Task requirements: Go through the records and copy each line where the string "neighboring" occurs.

---------- Provided data

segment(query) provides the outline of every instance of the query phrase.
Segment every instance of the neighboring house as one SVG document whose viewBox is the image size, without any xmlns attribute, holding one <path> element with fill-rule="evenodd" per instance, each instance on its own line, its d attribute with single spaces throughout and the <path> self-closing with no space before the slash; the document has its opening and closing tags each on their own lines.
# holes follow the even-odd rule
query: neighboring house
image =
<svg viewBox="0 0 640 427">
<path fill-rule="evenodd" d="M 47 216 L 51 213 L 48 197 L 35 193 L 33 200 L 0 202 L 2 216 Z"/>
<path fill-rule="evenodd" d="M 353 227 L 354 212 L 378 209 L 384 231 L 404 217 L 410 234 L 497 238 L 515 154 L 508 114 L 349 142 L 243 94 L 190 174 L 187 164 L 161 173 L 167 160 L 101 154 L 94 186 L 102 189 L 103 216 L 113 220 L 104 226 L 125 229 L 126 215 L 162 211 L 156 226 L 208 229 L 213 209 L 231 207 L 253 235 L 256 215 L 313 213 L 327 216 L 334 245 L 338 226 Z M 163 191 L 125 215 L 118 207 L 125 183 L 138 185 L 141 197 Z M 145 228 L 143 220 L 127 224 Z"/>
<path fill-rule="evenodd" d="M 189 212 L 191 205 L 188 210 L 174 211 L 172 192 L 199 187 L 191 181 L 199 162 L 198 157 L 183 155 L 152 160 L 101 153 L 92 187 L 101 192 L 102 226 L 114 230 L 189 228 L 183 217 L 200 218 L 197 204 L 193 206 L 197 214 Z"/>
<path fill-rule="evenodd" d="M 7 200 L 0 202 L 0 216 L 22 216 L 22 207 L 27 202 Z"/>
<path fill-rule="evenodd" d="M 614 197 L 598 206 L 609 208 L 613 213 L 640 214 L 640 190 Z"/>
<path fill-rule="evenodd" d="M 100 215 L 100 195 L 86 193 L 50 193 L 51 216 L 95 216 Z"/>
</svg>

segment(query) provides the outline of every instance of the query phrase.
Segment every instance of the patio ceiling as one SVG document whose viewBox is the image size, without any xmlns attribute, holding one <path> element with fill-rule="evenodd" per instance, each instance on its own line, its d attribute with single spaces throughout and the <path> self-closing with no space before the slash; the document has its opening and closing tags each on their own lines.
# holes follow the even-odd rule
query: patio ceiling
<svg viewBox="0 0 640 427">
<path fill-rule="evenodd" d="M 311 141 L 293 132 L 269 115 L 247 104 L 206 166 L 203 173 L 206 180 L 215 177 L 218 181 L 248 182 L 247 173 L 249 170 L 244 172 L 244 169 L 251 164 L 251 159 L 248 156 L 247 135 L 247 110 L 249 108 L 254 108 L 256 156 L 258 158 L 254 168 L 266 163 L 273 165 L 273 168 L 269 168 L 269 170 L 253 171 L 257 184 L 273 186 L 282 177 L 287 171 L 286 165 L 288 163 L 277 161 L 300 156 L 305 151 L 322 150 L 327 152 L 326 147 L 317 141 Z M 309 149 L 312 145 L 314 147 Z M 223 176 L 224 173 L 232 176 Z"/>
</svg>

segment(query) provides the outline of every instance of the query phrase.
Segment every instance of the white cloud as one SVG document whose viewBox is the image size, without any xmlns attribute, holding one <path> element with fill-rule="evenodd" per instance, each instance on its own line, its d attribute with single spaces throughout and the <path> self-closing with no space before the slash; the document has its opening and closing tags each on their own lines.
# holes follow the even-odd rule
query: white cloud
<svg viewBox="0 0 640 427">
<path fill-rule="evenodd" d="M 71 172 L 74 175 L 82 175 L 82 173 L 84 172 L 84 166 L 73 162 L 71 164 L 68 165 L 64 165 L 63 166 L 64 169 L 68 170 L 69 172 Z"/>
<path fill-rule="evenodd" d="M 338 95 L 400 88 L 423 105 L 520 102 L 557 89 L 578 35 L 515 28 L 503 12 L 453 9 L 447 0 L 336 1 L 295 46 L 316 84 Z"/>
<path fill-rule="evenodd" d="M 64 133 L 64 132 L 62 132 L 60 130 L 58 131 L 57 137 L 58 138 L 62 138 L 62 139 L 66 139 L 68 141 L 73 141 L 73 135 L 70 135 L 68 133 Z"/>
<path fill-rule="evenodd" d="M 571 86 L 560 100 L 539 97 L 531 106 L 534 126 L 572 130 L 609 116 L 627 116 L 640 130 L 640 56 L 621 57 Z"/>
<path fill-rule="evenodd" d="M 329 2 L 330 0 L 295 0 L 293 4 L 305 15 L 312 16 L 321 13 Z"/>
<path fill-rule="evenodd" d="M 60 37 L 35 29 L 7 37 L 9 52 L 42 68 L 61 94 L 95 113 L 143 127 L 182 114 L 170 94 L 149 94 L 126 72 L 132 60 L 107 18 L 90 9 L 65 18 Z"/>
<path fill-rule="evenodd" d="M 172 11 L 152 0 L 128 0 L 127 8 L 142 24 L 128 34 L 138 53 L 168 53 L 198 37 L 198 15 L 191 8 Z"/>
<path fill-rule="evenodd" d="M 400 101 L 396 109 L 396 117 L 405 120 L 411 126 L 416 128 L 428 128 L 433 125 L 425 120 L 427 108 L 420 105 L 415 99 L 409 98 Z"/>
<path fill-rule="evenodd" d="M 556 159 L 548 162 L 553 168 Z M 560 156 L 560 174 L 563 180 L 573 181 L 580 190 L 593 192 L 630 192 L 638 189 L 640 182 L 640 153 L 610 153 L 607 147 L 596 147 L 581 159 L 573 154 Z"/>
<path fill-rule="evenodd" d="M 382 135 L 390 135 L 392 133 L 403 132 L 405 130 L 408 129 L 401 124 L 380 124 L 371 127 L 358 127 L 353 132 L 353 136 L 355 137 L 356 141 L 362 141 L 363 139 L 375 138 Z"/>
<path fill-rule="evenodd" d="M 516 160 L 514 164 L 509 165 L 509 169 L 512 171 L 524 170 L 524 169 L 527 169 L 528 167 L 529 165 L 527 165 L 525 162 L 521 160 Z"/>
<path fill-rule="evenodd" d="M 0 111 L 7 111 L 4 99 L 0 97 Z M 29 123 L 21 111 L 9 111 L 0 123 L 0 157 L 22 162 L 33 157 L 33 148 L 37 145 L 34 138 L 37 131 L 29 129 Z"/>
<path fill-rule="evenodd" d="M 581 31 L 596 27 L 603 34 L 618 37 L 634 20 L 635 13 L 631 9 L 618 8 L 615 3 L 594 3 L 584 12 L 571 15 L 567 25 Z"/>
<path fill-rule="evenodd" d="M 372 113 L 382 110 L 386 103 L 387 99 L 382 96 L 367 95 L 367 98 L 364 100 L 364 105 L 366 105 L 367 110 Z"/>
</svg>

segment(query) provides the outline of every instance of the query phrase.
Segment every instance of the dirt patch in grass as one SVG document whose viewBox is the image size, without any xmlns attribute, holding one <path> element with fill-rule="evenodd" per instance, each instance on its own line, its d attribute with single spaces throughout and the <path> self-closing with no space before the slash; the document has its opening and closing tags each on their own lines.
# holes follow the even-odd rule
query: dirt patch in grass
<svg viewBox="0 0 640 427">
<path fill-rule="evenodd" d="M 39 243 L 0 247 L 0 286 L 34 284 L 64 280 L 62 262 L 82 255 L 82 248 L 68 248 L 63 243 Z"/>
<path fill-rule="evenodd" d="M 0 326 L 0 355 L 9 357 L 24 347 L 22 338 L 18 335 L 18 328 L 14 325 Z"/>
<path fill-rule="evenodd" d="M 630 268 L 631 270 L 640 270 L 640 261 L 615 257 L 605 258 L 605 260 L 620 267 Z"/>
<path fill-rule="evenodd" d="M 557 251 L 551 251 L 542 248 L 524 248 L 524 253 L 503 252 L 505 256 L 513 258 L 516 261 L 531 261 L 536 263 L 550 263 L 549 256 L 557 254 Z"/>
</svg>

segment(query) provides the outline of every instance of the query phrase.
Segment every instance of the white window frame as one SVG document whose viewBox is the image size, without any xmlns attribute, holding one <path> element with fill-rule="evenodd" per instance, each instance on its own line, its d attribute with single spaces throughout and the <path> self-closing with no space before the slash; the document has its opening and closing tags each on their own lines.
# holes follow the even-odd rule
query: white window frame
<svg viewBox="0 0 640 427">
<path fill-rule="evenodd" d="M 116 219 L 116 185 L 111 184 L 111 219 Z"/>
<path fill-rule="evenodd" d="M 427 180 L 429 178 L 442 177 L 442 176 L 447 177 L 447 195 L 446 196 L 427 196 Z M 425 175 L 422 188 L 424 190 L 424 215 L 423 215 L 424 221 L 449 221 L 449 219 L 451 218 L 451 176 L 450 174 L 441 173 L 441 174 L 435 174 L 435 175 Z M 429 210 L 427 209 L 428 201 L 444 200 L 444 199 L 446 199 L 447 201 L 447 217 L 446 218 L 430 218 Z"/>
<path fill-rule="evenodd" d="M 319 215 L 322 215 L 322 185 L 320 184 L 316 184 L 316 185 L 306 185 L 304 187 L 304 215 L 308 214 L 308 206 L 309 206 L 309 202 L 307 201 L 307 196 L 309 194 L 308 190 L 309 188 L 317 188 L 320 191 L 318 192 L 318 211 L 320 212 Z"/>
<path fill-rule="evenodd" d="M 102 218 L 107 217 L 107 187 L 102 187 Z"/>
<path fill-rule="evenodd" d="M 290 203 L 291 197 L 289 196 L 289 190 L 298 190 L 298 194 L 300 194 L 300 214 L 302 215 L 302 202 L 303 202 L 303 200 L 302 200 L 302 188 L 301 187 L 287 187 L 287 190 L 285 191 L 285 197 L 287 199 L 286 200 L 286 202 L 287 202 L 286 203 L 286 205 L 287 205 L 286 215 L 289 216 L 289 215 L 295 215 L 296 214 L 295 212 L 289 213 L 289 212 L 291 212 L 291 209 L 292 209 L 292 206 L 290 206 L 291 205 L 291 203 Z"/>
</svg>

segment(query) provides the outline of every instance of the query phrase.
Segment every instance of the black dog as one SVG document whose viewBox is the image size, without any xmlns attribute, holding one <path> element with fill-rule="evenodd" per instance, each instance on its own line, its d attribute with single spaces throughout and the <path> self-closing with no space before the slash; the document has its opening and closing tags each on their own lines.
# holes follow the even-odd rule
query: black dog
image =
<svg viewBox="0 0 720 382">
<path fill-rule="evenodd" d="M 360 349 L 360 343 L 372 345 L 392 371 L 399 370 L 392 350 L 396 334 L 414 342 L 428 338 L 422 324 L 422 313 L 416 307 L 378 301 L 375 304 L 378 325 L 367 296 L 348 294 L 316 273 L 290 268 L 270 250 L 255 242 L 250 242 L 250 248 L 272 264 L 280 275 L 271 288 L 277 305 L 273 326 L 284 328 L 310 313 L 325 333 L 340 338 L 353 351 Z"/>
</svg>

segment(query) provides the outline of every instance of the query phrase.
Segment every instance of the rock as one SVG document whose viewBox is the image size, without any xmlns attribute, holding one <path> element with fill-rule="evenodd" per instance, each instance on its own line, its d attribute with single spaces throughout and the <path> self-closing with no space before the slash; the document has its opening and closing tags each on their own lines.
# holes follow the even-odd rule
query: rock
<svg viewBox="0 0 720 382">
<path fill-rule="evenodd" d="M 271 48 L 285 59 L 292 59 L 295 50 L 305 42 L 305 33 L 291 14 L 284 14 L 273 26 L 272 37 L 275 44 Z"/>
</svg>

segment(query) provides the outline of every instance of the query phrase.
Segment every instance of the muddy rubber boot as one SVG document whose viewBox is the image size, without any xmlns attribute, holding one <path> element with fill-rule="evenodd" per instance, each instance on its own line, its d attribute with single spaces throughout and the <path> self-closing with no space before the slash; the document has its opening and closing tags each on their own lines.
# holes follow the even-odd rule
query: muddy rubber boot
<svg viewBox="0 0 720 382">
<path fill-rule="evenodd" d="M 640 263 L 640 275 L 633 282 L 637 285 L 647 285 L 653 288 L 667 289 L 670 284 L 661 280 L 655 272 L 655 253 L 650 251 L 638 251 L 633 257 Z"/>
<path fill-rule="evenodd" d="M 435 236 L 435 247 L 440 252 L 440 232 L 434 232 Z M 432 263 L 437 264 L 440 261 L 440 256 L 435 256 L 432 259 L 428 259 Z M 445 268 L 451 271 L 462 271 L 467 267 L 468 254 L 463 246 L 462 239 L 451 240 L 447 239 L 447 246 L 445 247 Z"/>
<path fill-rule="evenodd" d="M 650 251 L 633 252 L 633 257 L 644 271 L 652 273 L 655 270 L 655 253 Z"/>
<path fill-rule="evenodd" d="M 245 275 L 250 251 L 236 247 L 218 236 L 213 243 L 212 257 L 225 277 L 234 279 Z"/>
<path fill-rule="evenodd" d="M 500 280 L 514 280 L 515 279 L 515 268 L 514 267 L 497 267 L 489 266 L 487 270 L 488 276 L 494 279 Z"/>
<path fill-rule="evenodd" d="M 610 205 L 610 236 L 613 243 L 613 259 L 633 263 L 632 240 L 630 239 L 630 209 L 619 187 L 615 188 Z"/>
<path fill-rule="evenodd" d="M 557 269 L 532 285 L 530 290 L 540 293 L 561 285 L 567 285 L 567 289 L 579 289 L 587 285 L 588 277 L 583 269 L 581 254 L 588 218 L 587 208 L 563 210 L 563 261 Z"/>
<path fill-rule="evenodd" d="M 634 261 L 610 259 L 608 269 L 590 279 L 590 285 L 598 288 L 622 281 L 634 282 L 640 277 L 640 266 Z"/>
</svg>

--------------------

Exercise solution:
Segment every instance of the neighboring house as one SVG document whose viewBox is the image size, without any xmlns attribute, holding one <path> element with fill-rule="evenodd" per instance, each instance on its own line, its d attribute with single spaces throughout and the <path> self-closing with no space before the slash; the document has its opening and closing tags each on their own lines.
query: neighboring house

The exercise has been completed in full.